* [TASK INSTRUCTIONS] I'd like the data beneath this line reproduced exactly, without any of its images.

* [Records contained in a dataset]
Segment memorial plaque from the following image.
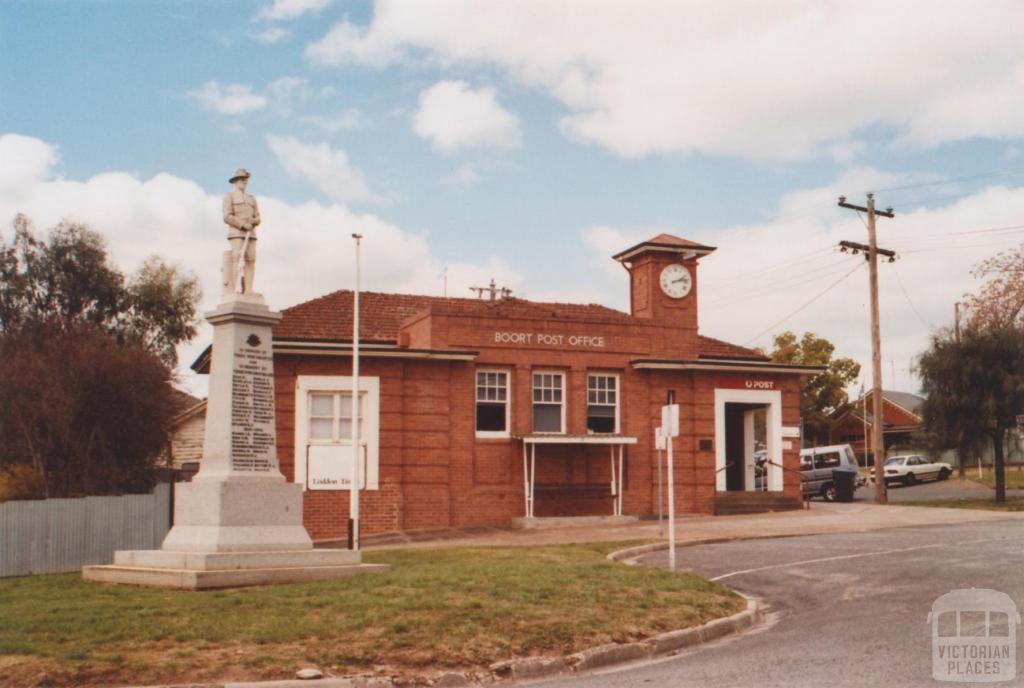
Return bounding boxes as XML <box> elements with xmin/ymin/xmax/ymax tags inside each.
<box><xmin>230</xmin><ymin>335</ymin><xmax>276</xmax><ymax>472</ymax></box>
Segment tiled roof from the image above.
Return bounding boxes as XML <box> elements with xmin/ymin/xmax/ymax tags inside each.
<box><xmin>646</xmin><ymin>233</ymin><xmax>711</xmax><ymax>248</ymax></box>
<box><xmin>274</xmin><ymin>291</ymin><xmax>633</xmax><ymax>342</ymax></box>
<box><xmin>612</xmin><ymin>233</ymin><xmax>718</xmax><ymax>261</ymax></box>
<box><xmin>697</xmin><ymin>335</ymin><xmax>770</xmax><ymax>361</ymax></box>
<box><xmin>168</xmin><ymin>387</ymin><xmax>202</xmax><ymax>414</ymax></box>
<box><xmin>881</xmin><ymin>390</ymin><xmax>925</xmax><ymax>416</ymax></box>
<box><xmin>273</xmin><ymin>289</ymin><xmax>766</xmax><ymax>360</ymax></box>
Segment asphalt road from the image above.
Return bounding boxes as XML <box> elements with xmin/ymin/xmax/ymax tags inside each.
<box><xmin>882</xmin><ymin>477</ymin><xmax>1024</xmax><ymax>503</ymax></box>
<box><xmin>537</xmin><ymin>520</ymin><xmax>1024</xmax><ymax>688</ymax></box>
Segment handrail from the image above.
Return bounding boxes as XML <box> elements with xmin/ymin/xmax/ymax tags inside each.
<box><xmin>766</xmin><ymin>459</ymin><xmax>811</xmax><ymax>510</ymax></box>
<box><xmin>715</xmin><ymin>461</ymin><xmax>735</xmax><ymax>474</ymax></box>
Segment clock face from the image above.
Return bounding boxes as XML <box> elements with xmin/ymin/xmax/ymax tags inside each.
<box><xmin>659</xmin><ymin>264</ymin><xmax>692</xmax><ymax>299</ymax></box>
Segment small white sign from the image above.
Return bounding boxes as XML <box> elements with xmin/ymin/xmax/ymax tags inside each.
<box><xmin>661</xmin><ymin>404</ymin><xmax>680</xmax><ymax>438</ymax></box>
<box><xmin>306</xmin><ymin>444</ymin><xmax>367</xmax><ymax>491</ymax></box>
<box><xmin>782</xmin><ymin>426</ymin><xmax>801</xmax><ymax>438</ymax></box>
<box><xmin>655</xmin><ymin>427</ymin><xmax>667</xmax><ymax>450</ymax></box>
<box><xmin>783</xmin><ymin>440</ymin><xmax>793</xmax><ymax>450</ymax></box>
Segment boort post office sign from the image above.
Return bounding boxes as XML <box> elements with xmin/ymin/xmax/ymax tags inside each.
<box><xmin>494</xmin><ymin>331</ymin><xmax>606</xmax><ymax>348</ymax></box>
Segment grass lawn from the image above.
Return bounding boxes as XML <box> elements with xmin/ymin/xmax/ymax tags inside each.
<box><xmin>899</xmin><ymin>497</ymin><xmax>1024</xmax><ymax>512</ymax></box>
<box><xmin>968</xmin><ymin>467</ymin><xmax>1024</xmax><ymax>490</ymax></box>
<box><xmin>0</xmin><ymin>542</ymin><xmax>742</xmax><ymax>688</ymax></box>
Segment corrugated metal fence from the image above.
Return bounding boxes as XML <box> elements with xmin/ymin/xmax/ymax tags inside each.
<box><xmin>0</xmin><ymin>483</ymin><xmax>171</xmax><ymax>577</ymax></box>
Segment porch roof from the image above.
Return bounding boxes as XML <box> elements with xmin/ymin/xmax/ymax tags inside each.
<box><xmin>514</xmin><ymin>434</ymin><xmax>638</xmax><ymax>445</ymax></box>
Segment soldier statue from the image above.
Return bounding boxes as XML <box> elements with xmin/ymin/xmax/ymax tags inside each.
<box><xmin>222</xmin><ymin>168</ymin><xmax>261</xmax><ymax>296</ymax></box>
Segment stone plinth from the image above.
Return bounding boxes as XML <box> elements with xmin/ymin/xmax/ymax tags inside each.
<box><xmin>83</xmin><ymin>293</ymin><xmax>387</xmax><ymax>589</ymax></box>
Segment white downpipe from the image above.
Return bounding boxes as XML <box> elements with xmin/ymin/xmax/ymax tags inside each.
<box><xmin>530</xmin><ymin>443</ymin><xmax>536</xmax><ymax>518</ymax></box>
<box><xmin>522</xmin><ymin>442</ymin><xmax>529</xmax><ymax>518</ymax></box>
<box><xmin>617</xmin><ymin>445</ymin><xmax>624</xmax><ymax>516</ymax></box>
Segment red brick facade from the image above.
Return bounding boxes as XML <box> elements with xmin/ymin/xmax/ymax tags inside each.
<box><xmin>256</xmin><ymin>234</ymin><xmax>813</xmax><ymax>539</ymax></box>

* [TASK RESULT]
Segment memorial plaque from the following image.
Return bounding boxes as XML <box> elements with xmin/ymin/xmax/ymax tags inside each.
<box><xmin>230</xmin><ymin>335</ymin><xmax>276</xmax><ymax>472</ymax></box>
Segment tiled roof from the image above.
Return bounding boxes as XML <box> elements with xmin/ymin/xmax/ymax tags inside each.
<box><xmin>646</xmin><ymin>233</ymin><xmax>711</xmax><ymax>248</ymax></box>
<box><xmin>274</xmin><ymin>291</ymin><xmax>633</xmax><ymax>342</ymax></box>
<box><xmin>612</xmin><ymin>233</ymin><xmax>718</xmax><ymax>261</ymax></box>
<box><xmin>697</xmin><ymin>335</ymin><xmax>770</xmax><ymax>361</ymax></box>
<box><xmin>168</xmin><ymin>387</ymin><xmax>202</xmax><ymax>414</ymax></box>
<box><xmin>881</xmin><ymin>390</ymin><xmax>925</xmax><ymax>416</ymax></box>
<box><xmin>273</xmin><ymin>289</ymin><xmax>766</xmax><ymax>360</ymax></box>
Segment asphalt road from the image above.
Return bounding boxes as XML <box> elements with xmin/ymin/xmax/ymax tags inside each.
<box><xmin>882</xmin><ymin>477</ymin><xmax>1024</xmax><ymax>503</ymax></box>
<box><xmin>537</xmin><ymin>520</ymin><xmax>1024</xmax><ymax>688</ymax></box>
Segment handrail from the image above.
Return bounding boxes as XML <box> elements with xmin/ymin/xmax/ymax tags inside each.
<box><xmin>766</xmin><ymin>459</ymin><xmax>811</xmax><ymax>510</ymax></box>
<box><xmin>715</xmin><ymin>461</ymin><xmax>735</xmax><ymax>474</ymax></box>
Segment clock face from the image above.
Return bounding boxes as XML <box> elements with xmin/ymin/xmax/ymax tags inside each.
<box><xmin>659</xmin><ymin>264</ymin><xmax>692</xmax><ymax>299</ymax></box>
Segment small white sign from the image above.
Return bounding boxes as XML <box> elements with xmin/ymin/xmax/ymax tags inside each.
<box><xmin>661</xmin><ymin>404</ymin><xmax>680</xmax><ymax>438</ymax></box>
<box><xmin>306</xmin><ymin>444</ymin><xmax>367</xmax><ymax>491</ymax></box>
<box><xmin>782</xmin><ymin>426</ymin><xmax>801</xmax><ymax>438</ymax></box>
<box><xmin>655</xmin><ymin>427</ymin><xmax>667</xmax><ymax>450</ymax></box>
<box><xmin>783</xmin><ymin>440</ymin><xmax>793</xmax><ymax>450</ymax></box>
Segment boort post office sign from the image above.
Return bounding boxes as XML <box> elements with xmin/ymin/xmax/ymax tags inside each.
<box><xmin>494</xmin><ymin>331</ymin><xmax>606</xmax><ymax>348</ymax></box>
Segment grass lawn from the image above.
Return bounding boxes as XML <box> elements with xmin/ymin/xmax/ymax tags inside each.
<box><xmin>899</xmin><ymin>497</ymin><xmax>1024</xmax><ymax>512</ymax></box>
<box><xmin>968</xmin><ymin>467</ymin><xmax>1024</xmax><ymax>490</ymax></box>
<box><xmin>0</xmin><ymin>542</ymin><xmax>742</xmax><ymax>688</ymax></box>
Segment corrugated metal fence from the image above.
Return bounding boxes as XML <box> elements with xmin/ymin/xmax/ymax tags inside each.
<box><xmin>0</xmin><ymin>483</ymin><xmax>171</xmax><ymax>577</ymax></box>
Segment porch roof from the image above.
Return bounding boxes as XML <box> elements with xmin/ymin/xmax/ymax tags inside each.
<box><xmin>514</xmin><ymin>434</ymin><xmax>638</xmax><ymax>445</ymax></box>
Segment soldier statue from the image above.
Return bounding boxes as XML <box> elements with xmin/ymin/xmax/ymax tags inside each.
<box><xmin>222</xmin><ymin>168</ymin><xmax>261</xmax><ymax>296</ymax></box>
Segment stone plinth from the image above.
Return bounding boxes as XML <box> elements with xmin/ymin/xmax/ymax tags inside each.
<box><xmin>83</xmin><ymin>293</ymin><xmax>387</xmax><ymax>589</ymax></box>
Segment white downpipe from the image above.
Return bounding boxes as XML <box> elements with xmin/ymin/xmax/ymax tags inside each.
<box><xmin>530</xmin><ymin>443</ymin><xmax>536</xmax><ymax>518</ymax></box>
<box><xmin>522</xmin><ymin>442</ymin><xmax>529</xmax><ymax>518</ymax></box>
<box><xmin>617</xmin><ymin>445</ymin><xmax>624</xmax><ymax>516</ymax></box>
Segment red brick facade from the image above.
Return bounding boxes as XML <box> elements with xmin/ymin/xmax/ymax tags inside each.
<box><xmin>256</xmin><ymin>234</ymin><xmax>813</xmax><ymax>539</ymax></box>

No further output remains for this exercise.